Toolbox

The groot.toolbox package exposes the Model class that allows easy loading, converting and attacking decision tree ensembles of different formats. The Model class can load tree ensembles from the following formats using:

Scikit-learn: Model.from_sklearn
JSON file: Model.from_json_file
GROOT: Model.from_groot
TREANT: Model.from_treant
Provably robust boosting: Model.from_provably_robust_boosting

After loading you can then easily determine metrics such as accuracy and adversarial accuracy (against a given perturbation radius epsilon). It is also possible to get access to more information about adversarial robustness than just a metric. The model class has three methods for this:

attack_feasibility: Compute for each sample whether or not an adversarial example exists within an radius around it.
attack_distances: Compute for each sample the distance it needs to move to turn into an adversarial example.
adversarial_examples: Generate adversarial examples for each input sample.

These three methods are theoretically listed in order of increasing complexity. That means that when you only need to know e.g. attack_feasibility and not attack_distances calling only the first function might be faster than calling the second and computing the 'feasibility' from that. For example for the default 'milp' attack, attack_feasibility is orders of magnitude faster than attack_distances and adversarial_examples.

Example

from sklearn.datasets import load_iris
from sklearn.tree import DecisionTreeClassifier

from groot.toolbox import Model

X, y = load_iris(return_X_y=True)
tree = DecisionTreeClassifier(max_depth=3)
tree.fit(X, y)

model = Model.from_sklearn(tree)
print("Accuracy:", model.accuracy(X, y))

epsilon = 0.3
print("Adversarial accuracy:", model.adversarial_accuracy(X, y, epsilon=epsilon))

X_adv = model.adversarial_examples(X, y)
print("Adversarial examples:")
print(X_adv)

Code reference

`groot.toolbox`

`Model`

`init(self, json_model, n_classes)` `special`

General model class that exposes a common API for evaluating decision tree (ensemble) models. Usually you won't have to call this constructor manually, instead use from_json_file, from_sklearn, from_treant, from_provably_robust_boosting or from_groot.

#### [Dataset excerpt]
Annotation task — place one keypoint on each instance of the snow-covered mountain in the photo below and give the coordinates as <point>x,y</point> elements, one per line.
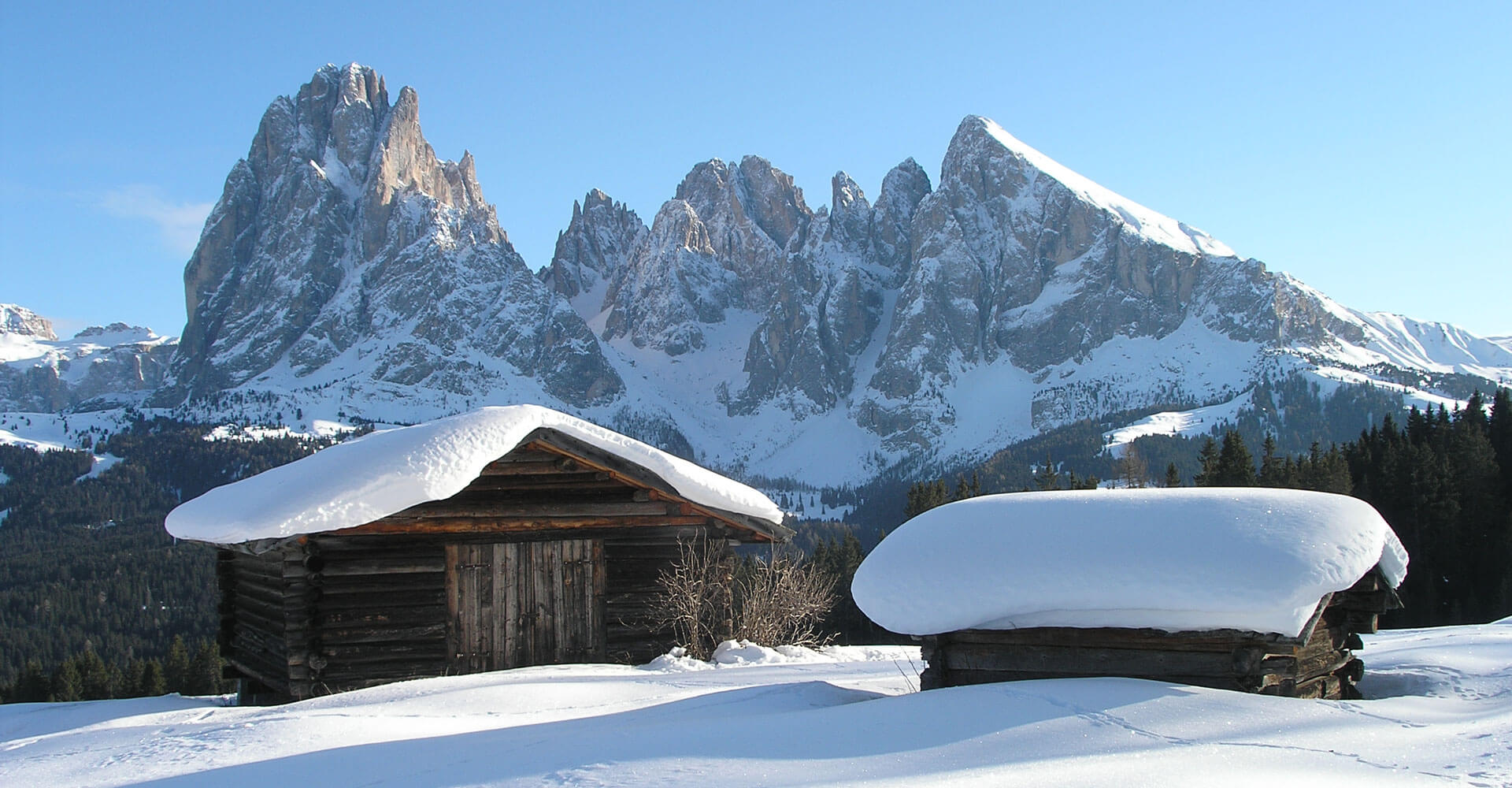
<point>343,256</point>
<point>346,269</point>
<point>100,366</point>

#### [Problems to work on]
1. In the toolbox documentation, which method is orders of magnitude faster than attack_distances and adversarial_examples for the default 'milp' attack?
2. Decide whether each statement agrees with the toolbox documentation, giving yes or no and quoting the words that settle it. (a) The Model class can load tree ensembles from a JSON file. (b) The example sets epsilon to 0.5. (c) Users will usually need to call the Model constructor manually.
3. Continue the toolbox documentation from its last sentence.
The material above is separate from the toolbox documentation.

#### [Responses by task]
1. attack_feasibility

2.
(a) Yes: "JSON file: Model.from_json_file"
(b) No: "epsilon = 0.3"
(c) No: "Usually you won't have to call this constructor manually"

3.
Parameters:

Name	Type	Description	Default
`json_model`	`list of dicts`	List of decision trees encoded as dicts. See the XGBoost JSON format.	required
`n_classes`	`int`	Number of classes that this model predicts.	required

`accuracy(self, X, y)`

Determine the accuracy of the model on unperturbed samples.

Parameters:

Name	Type	Description	Default
`X`	`array-like of shape (n_samples, n_features)`	Input samples.	required
`y`	`array-like of shape (n_samples,)`	True labels.	required

Returns:

Type	Description
`float`	Accuracy on unperturbed samples.

`adversarial_accuracy(self, X, y, attack='auto', order=inf, epsilon=0.0, options={})`

Determine the accuracy against adversarial examples within maximum perturbation radius epsilon.

Parameters:

Name	Type	Description	Default
`X`	`array-like of shape (n_samples, n_features)`	Samples to attack.	required
`y`	`array-like of shape (n_samples,)`	True labels for the samples.	required
`attack`	`{"auto", "milp", "tree"}`	The attack to use, if "auto" the attack is chosen automatically: - "milp" for optimal attacks on tree ensembles using a Mixed-Integer Linear Programming formulation. - "tree" for optimal attacks on single decision trees by enumerating all possible paths through the tree.	`'auto'`
`order`	`{0, 1, 2, inf}`	L-norm order to use. See numpy documentation of more explanation.	`inf`
`epsilon`	`float`	Maximum distance by which samples can move.	`0.0`

Returns:

Type	Description
`float`	Adversarial accuracy given the maximum perturbation radius epsilon.

`adversarial_examples(self, X, y, attack='auto', order=inf, options={})`

Create adversarial examples for each input sample.

Parameters:

Name	Type	Description	Default
`X`	`array-like of shape (n_samples, n_features)`	Samples to attack.	required
`y`	`array-like of shape (n_samples,)`	True labels for the samples.	required
`attack`	`{"auto", "milp", "tree"}`	The attack to use, if "auto" the attack is chosen automatically: - "milp" for optimal attacks on tree ensembles using a Mixed-Integer Linear Programming formulation. - "tree" for optimal attacks on single decision trees by enumerating all possible paths through the tree.	`'auto'`
`order`	`{0, 1, 2, inf}`	L-norm order to use. See numpy documentation of more explanation.	`inf`
`options`	`dict`	Extra attack-specific options.	`{}`

Returns:

Type	Description
`ndarray of shape (n_samples, n_features)`	Adversarial examples.

`attack_distance(self, X, y, attack='auto', order=inf, options={})`

Determine the perturbation distance for each sample to make an adversarial example.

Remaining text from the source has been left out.